原文见于:http://swift.openstack.org/overview_architecture.html
============================
Swift Architectural Overview
============================

.. TODO - add links to more detailed overview in each section below.

------------
Proxy Server
------------

The Proxy Server is responsible for tying together the rest of the Swift
architecture. For each request, it will look up the location of the account,
container, or object in the ring (see below) and route the request accordingly.
The public API is also exposed through the Proxy Server.

Proxy Server负责将Swift架构的其他部分绑定在一起。对每一个请求,Proxy Server都要在环中查找account,container,或者object的位置,
并且将请求转送到对应的地方。公开的API也是通过Proxy Server暴露出来。

A large number of failures are also handled in the Proxy Server. For
example, if a server is unavailable for an object PUT, it will ask the
ring for a handoff server and route there instead.

大量的失败也是由Proxy Server处理的。比如,如果一个server无法对一个object的PUT操作进行相应,它将从环中查询一个可以接手的server并将请求转递给它。

提供的数据:
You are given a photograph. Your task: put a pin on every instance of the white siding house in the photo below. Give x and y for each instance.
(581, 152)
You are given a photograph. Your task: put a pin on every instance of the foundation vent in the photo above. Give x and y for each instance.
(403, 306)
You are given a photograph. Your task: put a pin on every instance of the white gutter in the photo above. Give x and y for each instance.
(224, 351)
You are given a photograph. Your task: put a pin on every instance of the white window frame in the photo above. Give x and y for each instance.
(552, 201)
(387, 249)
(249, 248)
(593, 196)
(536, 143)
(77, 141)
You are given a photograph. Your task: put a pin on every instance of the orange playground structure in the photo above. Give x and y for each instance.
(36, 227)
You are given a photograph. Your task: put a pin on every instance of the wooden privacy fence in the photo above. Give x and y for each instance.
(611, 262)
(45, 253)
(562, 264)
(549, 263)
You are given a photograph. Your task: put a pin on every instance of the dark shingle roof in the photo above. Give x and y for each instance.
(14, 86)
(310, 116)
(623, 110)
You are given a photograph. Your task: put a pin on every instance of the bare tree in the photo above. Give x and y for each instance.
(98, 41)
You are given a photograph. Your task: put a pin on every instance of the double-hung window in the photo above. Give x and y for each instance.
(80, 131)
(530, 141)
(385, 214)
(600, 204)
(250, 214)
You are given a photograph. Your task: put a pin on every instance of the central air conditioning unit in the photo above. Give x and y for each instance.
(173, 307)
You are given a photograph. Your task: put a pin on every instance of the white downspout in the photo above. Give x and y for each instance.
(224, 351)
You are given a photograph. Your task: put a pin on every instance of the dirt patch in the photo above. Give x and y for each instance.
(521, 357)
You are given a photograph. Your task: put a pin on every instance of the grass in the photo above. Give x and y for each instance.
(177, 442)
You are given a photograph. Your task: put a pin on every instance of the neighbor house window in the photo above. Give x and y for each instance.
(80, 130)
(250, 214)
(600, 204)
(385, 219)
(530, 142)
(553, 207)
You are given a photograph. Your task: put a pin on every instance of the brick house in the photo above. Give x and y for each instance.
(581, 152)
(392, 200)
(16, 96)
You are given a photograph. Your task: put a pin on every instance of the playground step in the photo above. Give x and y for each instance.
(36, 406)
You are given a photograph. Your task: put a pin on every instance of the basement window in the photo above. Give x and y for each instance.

题目要求:
按照这段讲Swift架构的原文,如果某个server没法响应一个object的PUT操作,Proxy Server会怎么处理?

本题回答:
它会从环中查找一个可以接手的server,再把请求转给那个server。